The University of California at San Francisco's Center for Digital Health Innovation and GE Healthcare are developing tools to help clinicians make faster and more accurate diagnoses of specific conditions.
GE, which makes radiological imaging equipment and electronic health records systems, is working with UCSF to develop an entire library of computerized calculations, or algorithms, that will be combined with EHR data in an effort to more quickly read images and help develop patient care plans.
An algorithm already under development can help spot pneumothorax, or collapsed lung. But the long-term goal is to create a clinical computing system to predict a patient's trajectory, automate their triage and otherwise enhance workflows to be more efficient, according to GE.
The algorithms will be stored and made accessible worldwide via GE's Health Cloud database and work with so-called “smart” GE imaging machines, according to a UCSF news release.

#### Raw data
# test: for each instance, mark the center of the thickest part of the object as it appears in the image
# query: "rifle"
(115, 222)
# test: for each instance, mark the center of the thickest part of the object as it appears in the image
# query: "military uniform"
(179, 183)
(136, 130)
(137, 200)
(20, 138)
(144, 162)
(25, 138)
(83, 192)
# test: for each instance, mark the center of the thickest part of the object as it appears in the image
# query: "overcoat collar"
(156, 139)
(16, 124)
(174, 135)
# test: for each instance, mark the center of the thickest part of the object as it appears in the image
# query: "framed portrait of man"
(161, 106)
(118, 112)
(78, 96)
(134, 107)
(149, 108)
---
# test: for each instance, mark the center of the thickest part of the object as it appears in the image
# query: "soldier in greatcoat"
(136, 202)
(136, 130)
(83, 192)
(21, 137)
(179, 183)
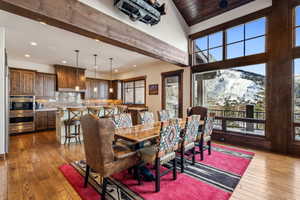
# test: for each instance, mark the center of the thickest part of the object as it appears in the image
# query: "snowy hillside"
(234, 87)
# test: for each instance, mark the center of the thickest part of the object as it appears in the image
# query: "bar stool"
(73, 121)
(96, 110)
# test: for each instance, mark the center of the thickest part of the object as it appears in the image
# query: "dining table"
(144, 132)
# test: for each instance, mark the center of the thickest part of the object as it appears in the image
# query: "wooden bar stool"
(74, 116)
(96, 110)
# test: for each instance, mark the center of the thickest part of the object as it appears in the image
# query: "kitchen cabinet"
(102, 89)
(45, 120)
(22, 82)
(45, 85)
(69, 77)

#### Task requirements
1. In the article on UCSF and GE Healthcare's diagnostic algorithms, what condition can the algorithm already under development help spot?
2. Pick up the article on UCSF and GE Healthcare's diagnostic algorithms after its final sentence and continue it.
The lines above stand apart from the article on UCSF and GE Healthcare's diagnostic algorithms.

#### Outputs by task
1. Pneumothorax, or collapsed lung.

2.
“Together, we will develop tools and algorithms that will allow clinicians and researchers to identify problems and ask questions that are only achievable with vast computing power and datasets,” said Dr. Michael Blum, a veteran physician informaticist. Blum is director of the innovation center at UCSF and associate vice chancellor for informatics.
Financial terms of the agreement were undisclosed.
Since the 1960s, clinicians and computer scientists have been trying to harness the power of computers to help with the complex problem of differential diagnosis, yielding diagnostic support tools such as Dr. Lawrence Weed's Problem-Knowledge Coupler and Dr. G. Octo Barnett's DXplain in the 1980s. They've been augmented by a number of more recent tools such as Isabel, developed initially for pediatrics, and VisualDx, initially for dermatology, but more recently adapted to diseases of the body such as Ebola.
The GE and UCSF collaboration will face stiff competition.
Last year, IBM acquired Chicago-based Merge Healthcare, a developer and provider of imaging exchange software and services for $1 billion. The goal was to hook up Merge clients with IBM's Watson database and clinical computing and artificial intelligence platform.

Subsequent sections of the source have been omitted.